Work required
A word-for-word restatement of every entry is what is needed here.

[Saved entries]
>>>

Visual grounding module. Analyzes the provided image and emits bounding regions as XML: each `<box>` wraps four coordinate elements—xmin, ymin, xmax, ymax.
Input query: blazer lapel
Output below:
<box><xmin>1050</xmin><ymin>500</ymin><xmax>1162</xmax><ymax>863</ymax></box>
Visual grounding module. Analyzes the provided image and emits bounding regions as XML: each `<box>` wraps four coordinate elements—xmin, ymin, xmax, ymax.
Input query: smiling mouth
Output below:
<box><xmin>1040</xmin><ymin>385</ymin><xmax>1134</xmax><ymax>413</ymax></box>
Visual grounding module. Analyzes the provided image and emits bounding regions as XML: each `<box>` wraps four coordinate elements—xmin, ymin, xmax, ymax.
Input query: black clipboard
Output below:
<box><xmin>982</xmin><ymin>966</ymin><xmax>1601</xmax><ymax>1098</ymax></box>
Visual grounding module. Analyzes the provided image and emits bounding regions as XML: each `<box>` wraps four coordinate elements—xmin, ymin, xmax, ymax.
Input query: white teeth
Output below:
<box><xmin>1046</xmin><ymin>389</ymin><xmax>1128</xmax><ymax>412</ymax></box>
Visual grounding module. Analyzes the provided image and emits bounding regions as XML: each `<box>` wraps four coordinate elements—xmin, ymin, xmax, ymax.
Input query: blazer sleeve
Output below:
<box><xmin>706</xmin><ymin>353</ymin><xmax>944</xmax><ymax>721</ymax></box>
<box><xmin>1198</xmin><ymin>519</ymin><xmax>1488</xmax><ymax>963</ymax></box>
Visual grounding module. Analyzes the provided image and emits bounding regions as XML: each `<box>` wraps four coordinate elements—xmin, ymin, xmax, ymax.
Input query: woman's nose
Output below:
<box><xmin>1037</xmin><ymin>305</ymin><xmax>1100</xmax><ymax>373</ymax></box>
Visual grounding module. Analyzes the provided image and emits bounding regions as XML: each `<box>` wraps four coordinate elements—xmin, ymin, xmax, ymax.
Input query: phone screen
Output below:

<<<

Reply to the task
Visual grounding module. Analyzes the provided image and emits bounding regions as XML: each `<box>` wraps four coordinate elements—xmin, ymin, xmax, ymax.
Input query: blazer lapel
Output below:
<box><xmin>1050</xmin><ymin>500</ymin><xmax>1162</xmax><ymax>863</ymax></box>
Visual grounding module. Analyzes the provided image and emits bounding regions as XML: each `<box>` wraps four coordinate elements—xmin, ymin, xmax, ymax.
Input query: smiling mouth
Output below:
<box><xmin>1040</xmin><ymin>385</ymin><xmax>1134</xmax><ymax>413</ymax></box>
Visual grounding module. Analyzes the provided image and emits bounding regions as XML: each `<box>` wraps four coordinate elements—xmin, ymin, xmax, ymax.
Input query: black clipboard
Output below:
<box><xmin>982</xmin><ymin>966</ymin><xmax>1601</xmax><ymax>1098</ymax></box>
Visual grounding module. Analyzes the provided image and emits bounding regions as XML: each `<box>` wraps four coordinate elements—xmin, ymin, xmax, ymax.
Input query: white teeth
Output below:
<box><xmin>1046</xmin><ymin>389</ymin><xmax>1128</xmax><ymax>412</ymax></box>
Visual grounding module. Analyzes the provided image and emits bounding regions as XML: each `<box>` wraps four coordinate elements—xmin, ymin, xmax, ymax.
Input query: blazer sleeve
Output below:
<box><xmin>706</xmin><ymin>353</ymin><xmax>944</xmax><ymax>721</ymax></box>
<box><xmin>1198</xmin><ymin>519</ymin><xmax>1488</xmax><ymax>963</ymax></box>
Visual grounding module. Analyzes the provided image and emits bounding regions as XML: each `<box>` wraps four coordinate elements—xmin, ymin, xmax, ymax.
Input query: woman's nose
Output below:
<box><xmin>1037</xmin><ymin>305</ymin><xmax>1100</xmax><ymax>373</ymax></box>
Visual grounding module. Analyzes the provided image and emits bounding regions as XML: each `<box>` wraps four coordinate elements—xmin, ymin, xmax, ymax.
Input query: phone screen
Output below:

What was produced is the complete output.